> [Required task] Write out every line of the material below with no changes.

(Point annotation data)
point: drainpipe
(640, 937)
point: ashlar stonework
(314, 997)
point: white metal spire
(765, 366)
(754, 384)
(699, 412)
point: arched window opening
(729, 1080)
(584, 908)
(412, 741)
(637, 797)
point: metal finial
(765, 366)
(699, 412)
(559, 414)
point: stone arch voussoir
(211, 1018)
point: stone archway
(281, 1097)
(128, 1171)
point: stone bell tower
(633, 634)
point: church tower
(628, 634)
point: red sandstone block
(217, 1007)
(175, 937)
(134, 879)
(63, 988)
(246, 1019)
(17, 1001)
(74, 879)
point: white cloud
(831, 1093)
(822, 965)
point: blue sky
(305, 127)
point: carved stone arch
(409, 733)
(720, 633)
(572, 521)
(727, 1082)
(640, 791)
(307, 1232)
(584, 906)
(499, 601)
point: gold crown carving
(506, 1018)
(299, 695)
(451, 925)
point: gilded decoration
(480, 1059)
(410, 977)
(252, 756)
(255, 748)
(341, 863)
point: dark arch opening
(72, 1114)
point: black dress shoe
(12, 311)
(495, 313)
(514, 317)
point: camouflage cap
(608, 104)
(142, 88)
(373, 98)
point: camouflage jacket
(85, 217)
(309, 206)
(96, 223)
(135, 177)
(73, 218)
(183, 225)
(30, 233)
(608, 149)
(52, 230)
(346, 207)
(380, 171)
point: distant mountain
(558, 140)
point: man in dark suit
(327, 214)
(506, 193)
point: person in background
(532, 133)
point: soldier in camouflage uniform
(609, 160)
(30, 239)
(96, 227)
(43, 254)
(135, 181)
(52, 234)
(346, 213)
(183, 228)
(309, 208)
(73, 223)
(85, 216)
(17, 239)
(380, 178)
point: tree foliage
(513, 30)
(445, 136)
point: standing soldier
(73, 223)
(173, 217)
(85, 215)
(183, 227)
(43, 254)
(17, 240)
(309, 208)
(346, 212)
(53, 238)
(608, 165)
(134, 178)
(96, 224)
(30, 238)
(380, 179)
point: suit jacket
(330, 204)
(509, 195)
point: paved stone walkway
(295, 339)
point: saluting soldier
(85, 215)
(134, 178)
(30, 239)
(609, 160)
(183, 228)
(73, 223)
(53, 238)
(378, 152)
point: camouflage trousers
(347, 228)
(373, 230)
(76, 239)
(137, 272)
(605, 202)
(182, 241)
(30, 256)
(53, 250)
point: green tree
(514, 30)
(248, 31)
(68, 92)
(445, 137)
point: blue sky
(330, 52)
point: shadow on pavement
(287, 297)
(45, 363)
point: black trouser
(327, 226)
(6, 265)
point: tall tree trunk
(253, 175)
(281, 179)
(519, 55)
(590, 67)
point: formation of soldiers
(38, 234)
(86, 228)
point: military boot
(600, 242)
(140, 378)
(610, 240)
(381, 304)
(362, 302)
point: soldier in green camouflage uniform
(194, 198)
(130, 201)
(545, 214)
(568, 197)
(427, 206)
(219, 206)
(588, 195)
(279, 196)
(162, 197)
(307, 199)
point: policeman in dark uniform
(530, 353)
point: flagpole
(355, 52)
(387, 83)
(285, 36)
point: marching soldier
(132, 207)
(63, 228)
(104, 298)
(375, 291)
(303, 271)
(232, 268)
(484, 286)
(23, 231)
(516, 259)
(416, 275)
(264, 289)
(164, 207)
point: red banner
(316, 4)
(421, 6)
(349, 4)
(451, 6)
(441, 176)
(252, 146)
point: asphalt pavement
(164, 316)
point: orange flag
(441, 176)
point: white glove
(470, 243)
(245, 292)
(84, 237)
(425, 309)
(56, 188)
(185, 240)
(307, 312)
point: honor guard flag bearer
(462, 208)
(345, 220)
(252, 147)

> [Result of this exercise]
point: drainpipe
(640, 937)
point: ashlar stonework
(314, 997)
point: white metal spire
(765, 366)
(754, 384)
(699, 412)
point: arched window opening
(729, 1080)
(584, 908)
(412, 741)
(637, 797)
point: metal finial
(765, 366)
(699, 412)
(559, 414)
point: stone arch voussoir
(211, 1018)
point: stone archway
(281, 1097)
(128, 1171)
point: stone bell tower
(633, 634)
point: church tower
(628, 634)
point: red sandstone block
(217, 1007)
(175, 937)
(134, 879)
(63, 988)
(246, 1019)
(17, 1001)
(74, 879)
point: white cloud
(831, 1093)
(822, 965)
point: blue sky
(305, 127)
point: carved stone arch
(409, 733)
(720, 633)
(572, 521)
(727, 1082)
(640, 791)
(307, 1232)
(584, 906)
(499, 601)
point: gold crown carving
(506, 1018)
(299, 695)
(451, 925)
point: gilded decoration
(480, 1059)
(410, 977)
(252, 756)
(255, 748)
(341, 863)
point: dark arch opening
(72, 1114)
point: black dress shoe
(12, 311)
(495, 313)
(514, 317)
point: camouflage cap
(608, 104)
(142, 88)
(373, 98)
point: camouflage jacket
(85, 217)
(309, 206)
(96, 223)
(135, 177)
(73, 218)
(183, 225)
(30, 233)
(608, 149)
(52, 230)
(346, 207)
(380, 171)
point: distant mountain
(558, 140)
point: man in dark suit
(327, 214)
(506, 193)
point: person in background
(532, 133)
point: soldier in camouflage uniform
(609, 160)
(30, 239)
(96, 227)
(43, 254)
(135, 181)
(52, 234)
(346, 213)
(183, 228)
(309, 208)
(73, 223)
(85, 216)
(17, 239)
(380, 178)
point: tree foliage
(513, 30)
(445, 136)
point: standing soldier
(73, 223)
(173, 217)
(85, 215)
(183, 227)
(43, 254)
(17, 240)
(309, 208)
(346, 212)
(53, 238)
(608, 165)
(134, 178)
(96, 224)
(30, 238)
(380, 179)
point: suit jacket
(330, 204)
(509, 195)
point: paved stone walkway
(295, 339)
point: saluting soldier
(85, 215)
(134, 178)
(30, 239)
(609, 160)
(183, 228)
(73, 223)
(53, 238)
(378, 152)
point: camouflage trousers
(347, 228)
(373, 230)
(76, 239)
(137, 272)
(605, 202)
(182, 241)
(30, 256)
(53, 250)
point: green tree
(514, 30)
(248, 31)
(68, 92)
(445, 137)
point: blue sky
(330, 52)
point: shadow on pavement
(287, 297)
(45, 363)
point: black trouser
(327, 226)
(6, 265)
point: tall tree trunk
(253, 175)
(281, 179)
(519, 55)
(590, 67)
point: formation of soldiers
(38, 234)
(86, 228)
point: military boot
(600, 242)
(140, 378)
(610, 240)
(381, 304)
(362, 302)
point: soldier in green camouflage uniform
(194, 198)
(130, 201)
(545, 214)
(568, 197)
(427, 206)
(219, 206)
(588, 195)
(279, 196)
(162, 197)
(307, 199)
point: policeman in dark uniform
(530, 353)
point: flagpole
(355, 52)
(387, 83)
(285, 36)
point: marching soldier
(132, 207)
(63, 228)
(104, 298)
(375, 291)
(303, 271)
(232, 268)
(484, 286)
(23, 231)
(516, 259)
(416, 275)
(264, 289)
(164, 207)
point: red banner
(316, 4)
(421, 6)
(349, 4)
(451, 6)
(441, 176)
(252, 146)
point: asphalt pavement
(164, 316)
point: orange flag
(441, 176)
point: white glove
(470, 243)
(245, 292)
(84, 237)
(425, 309)
(56, 188)
(185, 240)
(307, 312)
point: honor guard flag bearer
(462, 208)
(345, 220)
(252, 147)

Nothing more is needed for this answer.